[Named-object pointing entries]
## Begin
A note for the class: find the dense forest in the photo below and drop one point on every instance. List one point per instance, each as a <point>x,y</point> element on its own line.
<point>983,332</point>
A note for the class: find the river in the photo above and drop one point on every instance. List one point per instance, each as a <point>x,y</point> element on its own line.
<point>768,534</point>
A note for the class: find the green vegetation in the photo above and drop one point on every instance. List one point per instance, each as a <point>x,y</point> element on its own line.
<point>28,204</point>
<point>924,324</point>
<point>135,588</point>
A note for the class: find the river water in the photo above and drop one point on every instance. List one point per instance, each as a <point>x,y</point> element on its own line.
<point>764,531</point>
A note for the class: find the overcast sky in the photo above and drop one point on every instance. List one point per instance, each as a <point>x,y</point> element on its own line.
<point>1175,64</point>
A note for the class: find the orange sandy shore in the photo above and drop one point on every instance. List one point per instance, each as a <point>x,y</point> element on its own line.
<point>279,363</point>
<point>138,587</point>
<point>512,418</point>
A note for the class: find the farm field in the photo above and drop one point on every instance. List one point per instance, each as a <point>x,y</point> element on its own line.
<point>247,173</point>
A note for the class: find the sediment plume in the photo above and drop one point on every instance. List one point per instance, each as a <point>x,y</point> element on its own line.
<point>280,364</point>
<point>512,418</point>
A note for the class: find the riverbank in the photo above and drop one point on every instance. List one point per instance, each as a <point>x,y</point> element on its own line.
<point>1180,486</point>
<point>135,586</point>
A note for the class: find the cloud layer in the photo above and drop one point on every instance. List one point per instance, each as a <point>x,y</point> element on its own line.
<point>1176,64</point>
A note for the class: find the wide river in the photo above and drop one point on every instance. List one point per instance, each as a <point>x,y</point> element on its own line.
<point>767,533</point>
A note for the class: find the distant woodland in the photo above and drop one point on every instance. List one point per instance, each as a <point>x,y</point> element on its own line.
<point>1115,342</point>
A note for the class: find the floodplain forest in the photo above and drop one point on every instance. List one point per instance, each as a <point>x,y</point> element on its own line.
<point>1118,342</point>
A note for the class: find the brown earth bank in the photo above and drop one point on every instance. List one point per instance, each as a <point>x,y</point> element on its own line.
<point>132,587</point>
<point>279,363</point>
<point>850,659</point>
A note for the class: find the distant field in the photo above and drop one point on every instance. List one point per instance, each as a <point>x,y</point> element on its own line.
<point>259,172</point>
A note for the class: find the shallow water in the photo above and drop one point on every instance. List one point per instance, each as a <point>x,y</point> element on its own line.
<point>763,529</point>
## End
AIM
Swap "drop one point" for "place one point" in the entries from the line holding "A note for the class: find the distant field" through the end of the entries, inclusive. Give only those lines again, with everything else left unchanged.

SOLUTION TO THIS EXERCISE
A note for the class: find the distant field in the photo above and place one point on every instance. List one point per instance, each as a <point>x,y</point> element on its own line.
<point>259,172</point>
A note for the class: find the shallow water in the photo above and place one point on every instance. List one point per instance, each as a <point>x,y</point> element on its own line.
<point>763,529</point>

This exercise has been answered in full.